» **PROBLEM DESCRIPTION**
Give the number of lines below that contain the word "rough", and nothing else.

Saved data entries
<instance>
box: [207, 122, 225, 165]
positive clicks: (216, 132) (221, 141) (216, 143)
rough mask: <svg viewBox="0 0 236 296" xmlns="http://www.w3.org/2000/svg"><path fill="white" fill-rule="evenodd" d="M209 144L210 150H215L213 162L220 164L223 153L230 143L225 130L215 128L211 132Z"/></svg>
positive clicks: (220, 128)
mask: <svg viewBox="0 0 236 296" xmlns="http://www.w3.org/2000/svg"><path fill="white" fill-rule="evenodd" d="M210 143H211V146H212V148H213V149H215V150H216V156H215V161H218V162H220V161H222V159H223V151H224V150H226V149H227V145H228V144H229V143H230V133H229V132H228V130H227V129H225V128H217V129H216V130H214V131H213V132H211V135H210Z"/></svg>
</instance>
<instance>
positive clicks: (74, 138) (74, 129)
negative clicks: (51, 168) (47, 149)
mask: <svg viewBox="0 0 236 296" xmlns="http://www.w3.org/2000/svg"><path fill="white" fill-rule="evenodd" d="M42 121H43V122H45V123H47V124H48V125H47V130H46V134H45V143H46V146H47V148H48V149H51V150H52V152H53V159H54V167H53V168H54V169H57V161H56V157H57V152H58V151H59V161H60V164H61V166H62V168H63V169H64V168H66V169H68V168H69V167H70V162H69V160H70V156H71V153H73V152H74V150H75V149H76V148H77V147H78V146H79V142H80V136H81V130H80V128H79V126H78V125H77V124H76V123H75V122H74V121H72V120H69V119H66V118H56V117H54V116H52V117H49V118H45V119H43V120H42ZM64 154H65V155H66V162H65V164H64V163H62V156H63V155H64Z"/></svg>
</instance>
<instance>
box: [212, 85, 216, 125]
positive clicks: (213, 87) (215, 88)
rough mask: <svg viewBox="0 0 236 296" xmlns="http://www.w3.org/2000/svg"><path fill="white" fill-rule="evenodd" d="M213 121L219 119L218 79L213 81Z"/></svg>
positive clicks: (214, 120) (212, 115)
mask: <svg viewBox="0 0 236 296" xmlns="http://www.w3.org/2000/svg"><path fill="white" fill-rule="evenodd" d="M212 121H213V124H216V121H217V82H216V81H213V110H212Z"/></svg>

» **ANSWER TO THIS TASK**
2